While saliva does contain proteins that can help heal wounds faster, it also contains bacteria that could lead to infection if they come in contact with a wound, especially a deep wound. It is safest to clean wounds with sterile liquid, experts say, and, if necessary, consult a doctor.
Perhaps you already know the meaning of the phrase "to lick one's wounds." Merriam-Webster describes it as "to recover from defeat or disappointment."
Research on licking wounds has provided a whole new meaning to the idiom. Some studies showed that licking wounds can help them heal faster. However, studies also show that saliva can be dangerous, too, since the mouth is host to so many bacteria that can cause infection.
Occasionally, assertions about the power of saliva to heal wounds pop up online.
Around December 2021, @Fact claimed on Twitter that a protein in human saliva can heal wounds faster.
That revelation was not new, though. The information has been available for years, as an article from CafeMom noted, in 2017, that "kisses from mom may actually have real healing power."
"A protein in human saliva called histatin can help wounds heal faster!" tweeted @Fact. 'Licking Your Wounds' works."

(Source data)
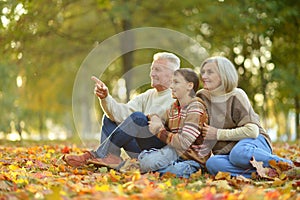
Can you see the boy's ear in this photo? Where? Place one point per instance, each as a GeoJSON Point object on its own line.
{"type": "Point", "coordinates": [190, 85]}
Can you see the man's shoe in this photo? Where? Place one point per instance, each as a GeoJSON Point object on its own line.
{"type": "Point", "coordinates": [110, 161]}
{"type": "Point", "coordinates": [78, 160]}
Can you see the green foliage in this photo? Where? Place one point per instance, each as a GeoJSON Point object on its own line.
{"type": "Point", "coordinates": [45, 43]}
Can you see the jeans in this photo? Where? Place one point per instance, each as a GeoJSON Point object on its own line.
{"type": "Point", "coordinates": [166, 160]}
{"type": "Point", "coordinates": [132, 135]}
{"type": "Point", "coordinates": [238, 161]}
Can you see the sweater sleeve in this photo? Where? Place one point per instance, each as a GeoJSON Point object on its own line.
{"type": "Point", "coordinates": [118, 112]}
{"type": "Point", "coordinates": [249, 130]}
{"type": "Point", "coordinates": [190, 130]}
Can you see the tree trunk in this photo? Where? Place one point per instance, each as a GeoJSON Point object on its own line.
{"type": "Point", "coordinates": [127, 45]}
{"type": "Point", "coordinates": [297, 113]}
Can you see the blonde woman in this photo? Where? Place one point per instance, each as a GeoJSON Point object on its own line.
{"type": "Point", "coordinates": [234, 125]}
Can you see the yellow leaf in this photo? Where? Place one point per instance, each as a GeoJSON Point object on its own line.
{"type": "Point", "coordinates": [13, 167]}
{"type": "Point", "coordinates": [278, 182]}
{"type": "Point", "coordinates": [103, 188]}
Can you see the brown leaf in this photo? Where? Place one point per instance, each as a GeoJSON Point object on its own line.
{"type": "Point", "coordinates": [262, 172]}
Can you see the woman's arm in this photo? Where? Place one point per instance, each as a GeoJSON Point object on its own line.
{"type": "Point", "coordinates": [249, 130]}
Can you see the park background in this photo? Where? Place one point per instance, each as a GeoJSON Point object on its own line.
{"type": "Point", "coordinates": [44, 43]}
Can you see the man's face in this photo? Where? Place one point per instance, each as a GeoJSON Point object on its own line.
{"type": "Point", "coordinates": [161, 75]}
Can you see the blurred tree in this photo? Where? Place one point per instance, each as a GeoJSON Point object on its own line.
{"type": "Point", "coordinates": [45, 42]}
{"type": "Point", "coordinates": [286, 75]}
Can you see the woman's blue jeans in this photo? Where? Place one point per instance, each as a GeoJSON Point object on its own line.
{"type": "Point", "coordinates": [132, 135]}
{"type": "Point", "coordinates": [238, 161]}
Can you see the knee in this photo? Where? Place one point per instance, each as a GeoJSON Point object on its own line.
{"type": "Point", "coordinates": [139, 118]}
{"type": "Point", "coordinates": [106, 120]}
{"type": "Point", "coordinates": [149, 161]}
{"type": "Point", "coordinates": [212, 165]}
{"type": "Point", "coordinates": [241, 156]}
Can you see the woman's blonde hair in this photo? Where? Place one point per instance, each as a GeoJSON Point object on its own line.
{"type": "Point", "coordinates": [227, 71]}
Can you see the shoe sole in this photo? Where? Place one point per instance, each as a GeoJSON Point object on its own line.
{"type": "Point", "coordinates": [112, 166]}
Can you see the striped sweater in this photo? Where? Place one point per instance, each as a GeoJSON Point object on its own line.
{"type": "Point", "coordinates": [183, 127]}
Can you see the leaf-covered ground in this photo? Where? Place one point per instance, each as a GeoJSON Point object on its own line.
{"type": "Point", "coordinates": [36, 172]}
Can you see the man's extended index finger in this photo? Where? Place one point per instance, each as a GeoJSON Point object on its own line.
{"type": "Point", "coordinates": [94, 78]}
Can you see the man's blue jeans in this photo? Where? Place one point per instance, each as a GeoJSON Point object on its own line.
{"type": "Point", "coordinates": [238, 161]}
{"type": "Point", "coordinates": [132, 135]}
{"type": "Point", "coordinates": [166, 160]}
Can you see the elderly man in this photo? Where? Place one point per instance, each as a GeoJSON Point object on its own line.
{"type": "Point", "coordinates": [126, 125]}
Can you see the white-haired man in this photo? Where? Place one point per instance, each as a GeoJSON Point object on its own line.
{"type": "Point", "coordinates": [126, 125]}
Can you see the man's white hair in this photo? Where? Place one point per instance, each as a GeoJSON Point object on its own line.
{"type": "Point", "coordinates": [173, 60]}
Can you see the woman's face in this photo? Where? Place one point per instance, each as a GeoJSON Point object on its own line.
{"type": "Point", "coordinates": [180, 87]}
{"type": "Point", "coordinates": [210, 76]}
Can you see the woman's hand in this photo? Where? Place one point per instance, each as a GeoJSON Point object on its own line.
{"type": "Point", "coordinates": [155, 124]}
{"type": "Point", "coordinates": [100, 89]}
{"type": "Point", "coordinates": [209, 132]}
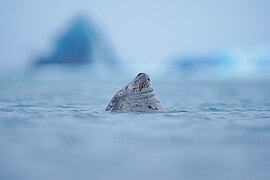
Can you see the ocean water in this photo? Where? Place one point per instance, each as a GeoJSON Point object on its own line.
{"type": "Point", "coordinates": [54, 126]}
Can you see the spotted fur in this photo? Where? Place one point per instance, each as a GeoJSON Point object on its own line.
{"type": "Point", "coordinates": [136, 96]}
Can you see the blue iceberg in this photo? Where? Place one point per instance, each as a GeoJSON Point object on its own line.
{"type": "Point", "coordinates": [81, 44]}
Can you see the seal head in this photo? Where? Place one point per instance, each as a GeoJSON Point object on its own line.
{"type": "Point", "coordinates": [136, 96]}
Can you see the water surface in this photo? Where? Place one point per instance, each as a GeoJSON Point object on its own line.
{"type": "Point", "coordinates": [57, 128]}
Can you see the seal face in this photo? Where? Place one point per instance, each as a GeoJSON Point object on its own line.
{"type": "Point", "coordinates": [136, 96]}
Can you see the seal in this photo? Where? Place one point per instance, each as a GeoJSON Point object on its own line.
{"type": "Point", "coordinates": [136, 96]}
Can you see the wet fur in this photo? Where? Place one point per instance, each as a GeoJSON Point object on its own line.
{"type": "Point", "coordinates": [136, 96]}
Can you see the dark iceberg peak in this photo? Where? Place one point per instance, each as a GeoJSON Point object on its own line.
{"type": "Point", "coordinates": [79, 44]}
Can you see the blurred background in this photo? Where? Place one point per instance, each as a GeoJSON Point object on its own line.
{"type": "Point", "coordinates": [190, 38]}
{"type": "Point", "coordinates": [62, 61]}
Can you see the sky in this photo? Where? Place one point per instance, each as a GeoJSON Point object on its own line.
{"type": "Point", "coordinates": [152, 30]}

:: ACTIVITY 1 ::
In the text on licking wounds, how does Merriam-Webster define the phrase "to lick one's wounds"?
:: ACTIVITY 2 ::
Reproduce the passage of the wound-licking text word for word, starting at "Research on licking" and ending at "pop up online.".
Rely on the text alone when responding.

:: REPLY 1 ::
It defines it as "to recover from defeat or disappointment."

:: REPLY 2 ::
Research on licking wounds has provided a whole new meaning to the idiom. Some studies showed that licking wounds can help them heal faster. However, studies also show that saliva can be dangerous, too, since the mouth is host to so many bacteria that can cause infection.
Occasionally, assertions about the power of saliva to heal wounds pop up online.